### Aim of the task
Render every line of the entries below as a Markdown table with two columns: Row, which numbers each line, and Line, which holds its text. Skip blank lines.

************

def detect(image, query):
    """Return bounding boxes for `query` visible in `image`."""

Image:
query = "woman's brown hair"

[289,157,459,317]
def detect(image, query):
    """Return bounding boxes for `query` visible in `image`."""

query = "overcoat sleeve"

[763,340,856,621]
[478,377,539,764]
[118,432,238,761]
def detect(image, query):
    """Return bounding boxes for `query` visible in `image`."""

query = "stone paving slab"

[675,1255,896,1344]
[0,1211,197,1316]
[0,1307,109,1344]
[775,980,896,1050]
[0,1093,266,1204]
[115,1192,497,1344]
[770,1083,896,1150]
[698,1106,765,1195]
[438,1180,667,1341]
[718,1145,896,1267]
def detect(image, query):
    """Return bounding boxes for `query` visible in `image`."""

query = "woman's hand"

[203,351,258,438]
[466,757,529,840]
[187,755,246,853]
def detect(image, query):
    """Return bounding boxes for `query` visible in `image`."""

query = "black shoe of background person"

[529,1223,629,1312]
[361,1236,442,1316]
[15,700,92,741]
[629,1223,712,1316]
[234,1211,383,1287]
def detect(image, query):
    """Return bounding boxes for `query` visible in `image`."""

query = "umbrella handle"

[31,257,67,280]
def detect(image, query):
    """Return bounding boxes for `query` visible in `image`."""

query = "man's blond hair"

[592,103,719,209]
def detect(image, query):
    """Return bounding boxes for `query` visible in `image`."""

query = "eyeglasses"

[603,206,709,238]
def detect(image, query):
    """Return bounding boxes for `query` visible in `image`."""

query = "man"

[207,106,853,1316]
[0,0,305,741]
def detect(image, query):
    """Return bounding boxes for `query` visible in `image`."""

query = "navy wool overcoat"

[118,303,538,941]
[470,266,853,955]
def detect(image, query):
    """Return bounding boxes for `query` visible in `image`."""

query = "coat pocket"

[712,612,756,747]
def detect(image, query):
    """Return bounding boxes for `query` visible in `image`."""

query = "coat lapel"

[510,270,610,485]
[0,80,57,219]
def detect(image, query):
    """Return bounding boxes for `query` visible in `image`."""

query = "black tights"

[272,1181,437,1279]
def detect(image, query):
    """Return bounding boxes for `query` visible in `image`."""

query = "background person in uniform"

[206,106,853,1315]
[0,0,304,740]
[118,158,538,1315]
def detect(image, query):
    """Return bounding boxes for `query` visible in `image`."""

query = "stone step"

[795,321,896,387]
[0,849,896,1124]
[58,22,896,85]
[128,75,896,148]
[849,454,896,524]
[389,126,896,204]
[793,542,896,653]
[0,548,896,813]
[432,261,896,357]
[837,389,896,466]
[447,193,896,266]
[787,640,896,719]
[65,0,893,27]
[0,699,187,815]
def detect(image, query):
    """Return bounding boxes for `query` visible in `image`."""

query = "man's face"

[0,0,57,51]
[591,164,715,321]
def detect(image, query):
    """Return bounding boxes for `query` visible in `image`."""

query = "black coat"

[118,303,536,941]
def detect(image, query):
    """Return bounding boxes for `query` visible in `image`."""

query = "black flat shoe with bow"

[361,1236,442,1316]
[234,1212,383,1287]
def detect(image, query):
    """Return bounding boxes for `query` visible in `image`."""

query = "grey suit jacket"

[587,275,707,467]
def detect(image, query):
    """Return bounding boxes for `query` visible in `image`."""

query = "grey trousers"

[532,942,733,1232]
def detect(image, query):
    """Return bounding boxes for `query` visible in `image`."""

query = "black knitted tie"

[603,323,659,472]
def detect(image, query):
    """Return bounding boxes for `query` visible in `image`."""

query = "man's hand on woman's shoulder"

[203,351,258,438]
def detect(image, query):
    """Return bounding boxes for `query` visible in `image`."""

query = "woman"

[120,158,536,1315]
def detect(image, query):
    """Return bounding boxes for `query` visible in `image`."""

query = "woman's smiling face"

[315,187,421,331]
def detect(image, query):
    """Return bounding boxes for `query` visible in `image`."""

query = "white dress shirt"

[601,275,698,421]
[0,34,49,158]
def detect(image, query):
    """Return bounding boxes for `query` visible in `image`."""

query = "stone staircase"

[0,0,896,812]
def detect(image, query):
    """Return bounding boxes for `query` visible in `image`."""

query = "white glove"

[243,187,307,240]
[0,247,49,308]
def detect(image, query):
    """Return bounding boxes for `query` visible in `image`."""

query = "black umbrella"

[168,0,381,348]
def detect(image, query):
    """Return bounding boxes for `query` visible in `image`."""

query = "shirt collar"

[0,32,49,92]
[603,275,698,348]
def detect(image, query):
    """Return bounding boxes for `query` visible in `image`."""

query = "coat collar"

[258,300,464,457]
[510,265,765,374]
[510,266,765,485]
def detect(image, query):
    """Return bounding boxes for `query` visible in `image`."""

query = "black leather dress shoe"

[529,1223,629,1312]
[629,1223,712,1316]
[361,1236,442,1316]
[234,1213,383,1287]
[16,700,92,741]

************

### Expected answer
| Row | Line |
|---|---|
| 1 | def detect(image, query): |
| 2 |     """Return bounding boxes for `query` visible in `image`.""" |
| 3 | Image: |
| 4 | query = "woman's brown hair" |
| 5 | [289,157,459,317] |
| 6 | def detect(image, query): |
| 7 |     """Return bounding boxes for `query` visible in `image`.""" |
| 8 | query = "overcoat sleeve" |
| 9 | [763,340,856,621] |
| 10 | [478,377,539,764] |
| 11 | [118,432,238,761] |
| 12 | def detect(image, query): |
| 13 |     """Return bounding boxes for `query` visible in `image`.""" |
| 14 | query = "stone paving slab" |
| 15 | [675,1255,896,1344] |
| 16 | [0,1211,197,1316] |
| 17 | [0,1307,109,1344] |
| 18 | [775,980,896,1050] |
| 19 | [0,1093,266,1204] |
| 20 | [115,1192,497,1344] |
| 21 | [770,1083,896,1150] |
| 22 | [698,1106,765,1195] |
| 23 | [438,1180,667,1341] |
| 24 | [718,1145,896,1267] |
| 25 | def detect(image, query): |
| 26 |     """Return bounding boxes for `query` visible in `image`.""" |
| 27 | query = "woman's hand" |
| 28 | [203,351,258,438] |
| 29 | [466,757,529,840] |
| 30 | [187,755,246,853] |
| 31 | def detect(image, query): |
| 32 |     """Return bounding boxes for `query` visible in `image`.""" |
| 33 | query = "black shoe of background person" |
| 34 | [529,1223,629,1312] |
| 35 | [361,1236,442,1316] |
| 36 | [15,700,92,741] |
| 37 | [629,1223,712,1316] |
| 38 | [234,1211,383,1287] |
| 39 | def detect(image, query): |
| 40 |     """Return bounding boxes for `query` visible in `image`.""" |
| 41 | query = "umbrella handle" |
| 42 | [31,257,67,280] |
| 43 | def detect(image, query): |
| 44 |     """Return bounding boxes for `query` visible in `image`.""" |
| 45 | query = "man's blond hair" |
| 46 | [592,103,719,209] |
| 47 | def detect(image, query): |
| 48 |     """Return bounding boxes for `query` visible in `image`.""" |
| 49 | query = "eyeglasses" |
| 50 | [603,206,709,238] |
| 51 | def detect(image, query): |
| 52 |     """Return bounding boxes for `query` visible in `image`.""" |
| 53 | query = "man" |
| 54 | [207,106,853,1316] |
| 55 | [0,0,305,741] |
| 56 | def detect(image, query): |
| 57 |     """Return bounding boxes for `query` visible in `image`.""" |
| 58 | query = "navy wool overcoat" |
| 59 | [118,303,538,941] |
| 60 | [470,266,853,955] |
| 61 | def detect(image, query): |
| 62 |     """Return bounding boxes for `query` visible in `image`.""" |
| 63 | query = "coat pocket" |
| 64 | [712,612,756,747] |
| 65 | def detect(image, query): |
| 66 |     """Return bounding boxes for `query` visible in `image`.""" |
| 67 | query = "coat lapel" |
| 68 | [510,270,610,485] |
| 69 | [0,80,57,219] |
| 70 | def detect(image, query): |
| 71 |     """Return bounding boxes for `query` visible in `image`.""" |
| 72 | query = "black tights" |
| 73 | [272,1181,437,1279] |
| 74 | def detect(image, query): |
| 75 |     """Return bounding boxes for `query` visible in `image`.""" |
| 76 | query = "background person in uniform" |
| 77 | [206,106,853,1315] |
| 78 | [0,0,304,740] |
| 79 | [118,158,538,1315] |
| 80 | def detect(image, query): |
| 81 |     """Return bounding boxes for `query` visible in `image`.""" |
| 82 | query = "stone step" |
| 83 | [795,321,896,387] |
| 84 | [0,849,896,1124] |
| 85 | [58,22,896,85] |
| 86 | [128,75,896,148] |
| 87 | [849,454,896,524] |
| 88 | [389,126,896,204] |
| 89 | [793,542,896,653] |
| 90 | [0,548,896,813] |
| 91 | [432,261,896,357] |
| 92 | [837,389,896,466] |
| 93 | [447,193,896,266] |
| 94 | [787,640,896,719] |
| 95 | [65,0,893,27] |
| 96 | [0,699,187,815] |
| 97 | def detect(image, query): |
| 98 |     """Return bounding boxes for `query` visible in `image`.""" |
| 99 | query = "man's face" |
| 100 | [0,0,57,51] |
| 101 | [591,164,715,321] |
| 102 | def detect(image, query): |
| 103 |     """Return bounding boxes for `query` visible in `image`.""" |
| 104 | query = "black coat" |
| 105 | [118,303,536,941] |
| 106 | def detect(image, query): |
| 107 |     """Return bounding boxes for `query` visible in `image`.""" |
| 108 | query = "black flat shoe with bow" |
| 109 | [361,1236,442,1316] |
| 110 | [234,1212,383,1287] |
| 111 | def detect(image, query): |
| 112 |     """Return bounding boxes for `query` visible in `image`.""" |
| 113 | query = "grey suit jacket" |
| 114 | [587,275,707,467] |
| 115 | def detect(image, query): |
| 116 |     """Return bounding boxes for `query` visible in `image`.""" |
| 117 | query = "grey trousers" |
| 118 | [532,942,733,1232] |
| 119 | def detect(image, query): |
| 120 |     """Return bounding boxes for `query` visible in `image`.""" |
| 121 | query = "black knitted tie" |
| 122 | [603,323,659,472] |
| 123 | def detect(image, query): |
| 124 |     """Return bounding boxes for `query` visible in `image`.""" |
| 125 | query = "man's hand on woman's shoulder" |
| 126 | [203,351,258,438] |
| 127 | def detect(image, query): |
| 128 |     """Return bounding boxes for `query` visible in `image`.""" |
| 129 | query = "woman" |
| 130 | [120,158,536,1315] |
| 131 | def detect(image, query): |
| 132 |     """Return bounding boxes for `query` visible in `image`.""" |
| 133 | query = "woman's smiling face" |
| 134 | [315,187,421,331] |
| 135 | def detect(image, query): |
| 136 |     """Return bounding boxes for `query` visible in `image`.""" |
| 137 | query = "white dress shirt" |
| 138 | [601,275,698,421] |
| 139 | [0,34,49,158] |
| 140 | def detect(image, query): |
| 141 |     """Return bounding boxes for `query` visible in `image`.""" |
| 142 | query = "stone staircase" |
| 143 | [0,0,896,812] |
| 144 | def detect(image, query): |
| 145 |     """Return bounding boxes for `query` visible in `image`.""" |
| 146 | query = "white glove" |
| 147 | [243,187,307,240] |
| 148 | [0,247,49,308] |
| 149 | def detect(image, query): |
| 150 |     """Return bounding boxes for `query` visible in `image`.""" |
| 151 | query = "black umbrella" |
| 152 | [168,0,381,348] |
| 153 | def detect(image, query): |
| 154 |     """Return bounding boxes for `query` visible in `image`.""" |
| 155 | query = "shirt collar" |
| 156 | [0,32,49,92] |
| 157 | [603,275,698,348] |
| 158 | def detect(image, query): |
| 159 |     """Return bounding boxes for `query` visible in `image`.""" |
| 160 | query = "coat collar" |
| 161 | [258,300,464,457] |
| 162 | [510,265,765,374] |
| 163 | [510,266,765,485] |
| 164 | def detect(image, query): |
| 165 |     """Return bounding boxes for `query` visible in `image`.""" |
| 166 | query = "black leather dress shoe" |
| 167 | [529,1223,629,1312] |
| 168 | [629,1223,712,1316] |
| 169 | [361,1236,442,1316] |
| 170 | [234,1213,383,1287] |
| 171 | [16,700,92,741] |